List every line of the data below that contains the word "carries". Case counts.

:: PROVIDED DATA ::
Begin
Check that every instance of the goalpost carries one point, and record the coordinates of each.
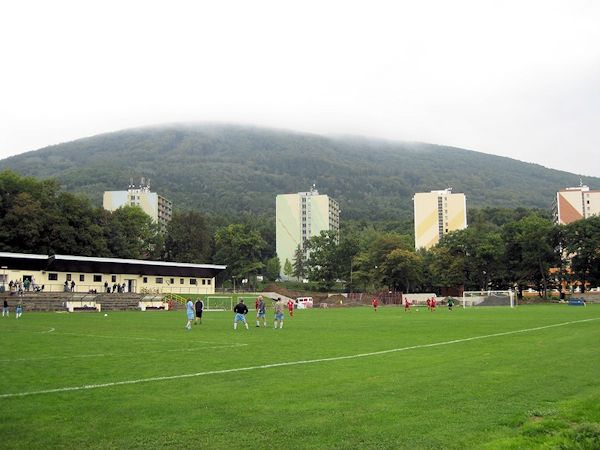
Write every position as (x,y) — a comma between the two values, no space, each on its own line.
End
Begin
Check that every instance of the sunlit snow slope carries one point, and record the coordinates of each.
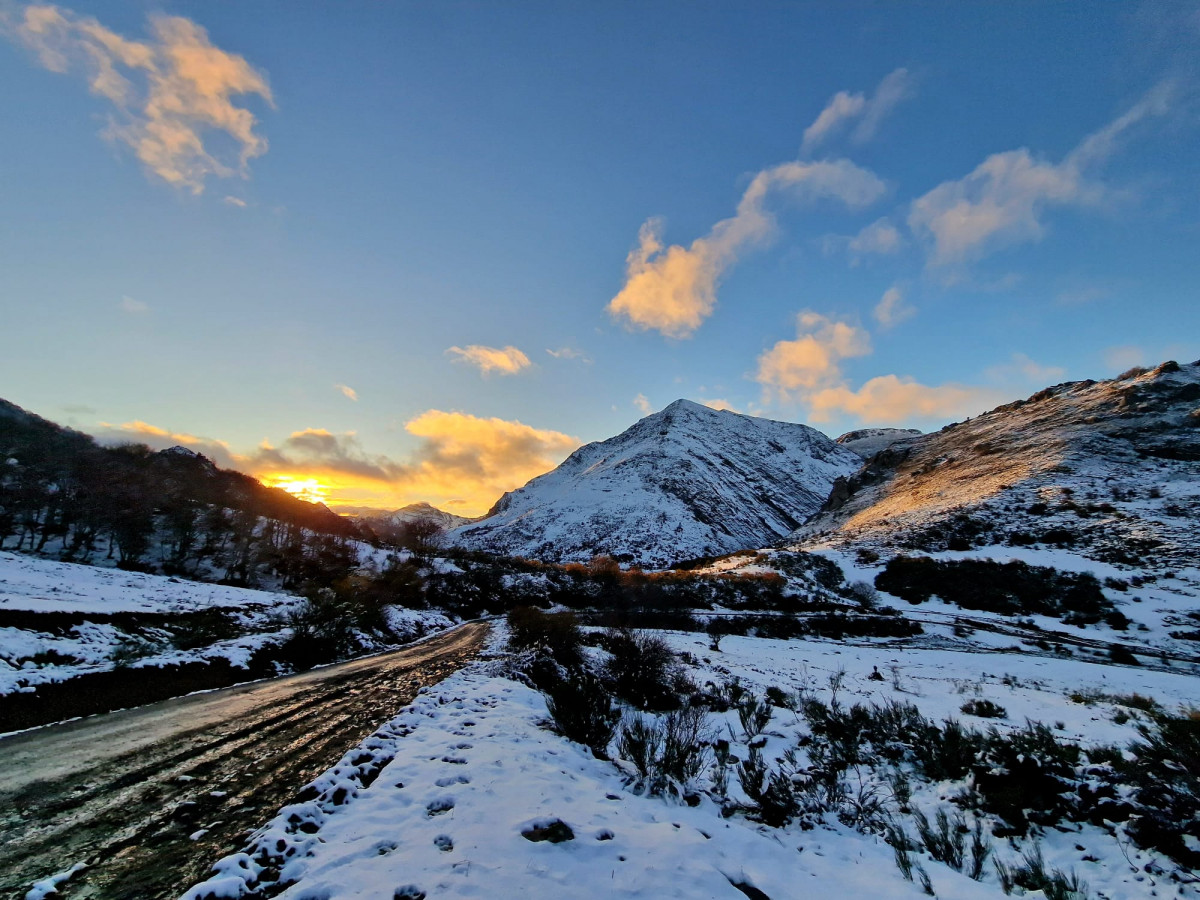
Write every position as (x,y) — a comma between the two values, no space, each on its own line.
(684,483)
End
:: WRITTEN RESPONSE ::
Check that every instance of the goalpost carries one point, and record the coordinates of each.
Check that every instance of the sunlit snow slope carries one point, and record the coordinates of each.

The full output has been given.